-- Begin Listed records --

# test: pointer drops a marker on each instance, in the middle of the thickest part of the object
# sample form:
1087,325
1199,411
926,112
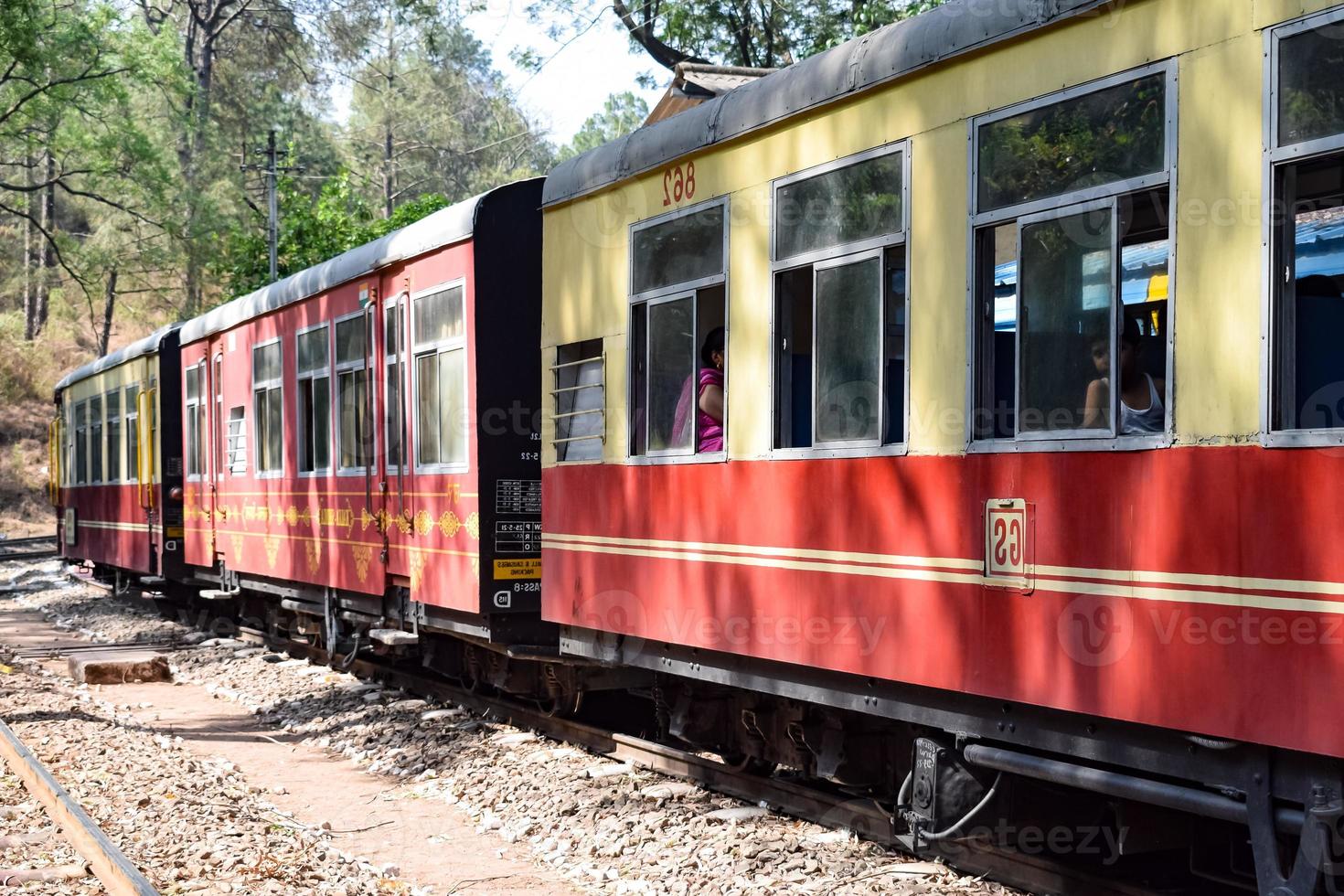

-- End Listed records --

Locate every line in the data above that contains the string "instance", matching case exactly, and copy each of those lines.

# test: pointer drops a marker on each instance, in the middle of the thickest part of the object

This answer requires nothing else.